▶ [Given text]:
Disney’s Aladdin is coming to Brisbane to spread some of the magic that has made it a stellar hit

Hiba Elchikhe is living the dream, which sounds like a cliche but also happens to be true. The 24-year-old British musical theatre star is Princess Jasmine in Disney’s Aladdin – The Musical, which will come to Brisbane’s QPAC in February after ­stellar seasons in Sydney and Melbourne.

“It is every little girl’s dream to be a Disney princess and I am currently living that dream,” Elchikhe said when we met over high tea at the Sofitel Melbourne the day after another glittering show. “This is a highlight for me. I grew up watching Aladdin and all the other Disney films, and I love playing this role. Jasmine is such a strong, powerful character, a princess who isn’t meek at all. As far as I know she’s the first ­princess to wear pants, literally.”

Hiba Elchikhe as Princess Jasmine in Aladdin.
Hiba Elchikhe as Princess Jasmine in Aladdin.

The young Londoner is excited to be coming north and has been to Brisbane twice already – once to scope out digs (she found somewhere to stay at inner-south Kangaroo Point and will be catching the CityCat to work), and once to spruik the show with fellow leads Ainsley Melham, 25, who plays Aladdin, and 36-year-old Broadway star Michael James Scott, who plays the Genie and tends to steal the show.

▶ [What is asked]:
A - For each statement, answer yes or no according to the Aladdin article, and quote the article's exact words that decide it: (i) Elchikhe is 24 years old. (ii) The musical will come to Brisbane's QPAC in March. (iii) Ainsley Melham plays the Genie.
B - Repeat word for word the part of the Aladdin article starting with "The young Londoner" and going on through "steal the show.".
The items that come next play no part in this.

A block of data

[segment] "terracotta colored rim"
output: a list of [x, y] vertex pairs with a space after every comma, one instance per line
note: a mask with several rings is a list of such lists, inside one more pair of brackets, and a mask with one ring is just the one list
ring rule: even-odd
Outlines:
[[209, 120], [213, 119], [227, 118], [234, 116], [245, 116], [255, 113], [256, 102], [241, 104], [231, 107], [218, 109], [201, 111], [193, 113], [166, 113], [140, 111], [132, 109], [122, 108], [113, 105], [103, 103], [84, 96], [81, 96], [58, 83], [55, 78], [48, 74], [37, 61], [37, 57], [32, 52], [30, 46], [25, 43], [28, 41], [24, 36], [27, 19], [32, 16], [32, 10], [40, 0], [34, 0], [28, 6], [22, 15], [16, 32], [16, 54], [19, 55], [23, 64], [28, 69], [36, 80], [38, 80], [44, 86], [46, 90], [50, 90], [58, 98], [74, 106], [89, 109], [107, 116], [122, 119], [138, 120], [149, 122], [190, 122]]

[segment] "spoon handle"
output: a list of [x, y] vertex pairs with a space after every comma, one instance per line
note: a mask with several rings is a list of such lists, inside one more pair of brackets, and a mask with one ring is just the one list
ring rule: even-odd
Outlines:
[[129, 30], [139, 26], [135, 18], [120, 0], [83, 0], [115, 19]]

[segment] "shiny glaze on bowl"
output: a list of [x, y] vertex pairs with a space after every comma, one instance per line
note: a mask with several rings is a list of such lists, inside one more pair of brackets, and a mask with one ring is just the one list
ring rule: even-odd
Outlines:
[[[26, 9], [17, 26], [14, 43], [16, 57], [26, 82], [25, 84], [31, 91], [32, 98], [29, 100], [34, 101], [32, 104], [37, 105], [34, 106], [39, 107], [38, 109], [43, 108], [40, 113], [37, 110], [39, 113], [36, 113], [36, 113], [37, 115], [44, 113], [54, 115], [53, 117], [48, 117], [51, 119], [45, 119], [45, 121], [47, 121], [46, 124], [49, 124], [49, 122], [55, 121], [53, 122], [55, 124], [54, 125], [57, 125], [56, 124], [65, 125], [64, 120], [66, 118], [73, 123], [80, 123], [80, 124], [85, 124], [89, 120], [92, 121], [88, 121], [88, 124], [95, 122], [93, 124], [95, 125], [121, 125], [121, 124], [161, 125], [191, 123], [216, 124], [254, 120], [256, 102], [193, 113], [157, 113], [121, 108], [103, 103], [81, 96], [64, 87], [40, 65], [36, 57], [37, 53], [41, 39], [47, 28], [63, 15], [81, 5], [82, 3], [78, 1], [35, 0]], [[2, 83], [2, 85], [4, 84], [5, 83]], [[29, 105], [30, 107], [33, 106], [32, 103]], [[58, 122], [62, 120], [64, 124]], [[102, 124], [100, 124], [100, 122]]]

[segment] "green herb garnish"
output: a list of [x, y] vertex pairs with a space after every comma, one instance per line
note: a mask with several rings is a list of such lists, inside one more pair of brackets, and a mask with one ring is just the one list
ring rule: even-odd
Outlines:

▶ [Set of answers]:
A -
(i) Yes: "The 24-year-old British musical theatre star"
(ii) No: "will come to Brisbane’s QPAC in February"
(iii) No: "Ainsley Melham, 25, who plays Aladdin"

B -
The young Londoner is excited to be coming north and has been to Brisbane twice already – once to scope out digs (she found somewhere to stay at inner-south Kangaroo Point and will be catching the CityCat to work), and once to spruik the show with fellow leads Ainsley Melham, 25, who plays Aladdin, and 36-year-old Broadway star Michael James Scott, who plays the Genie and tends to steal the show.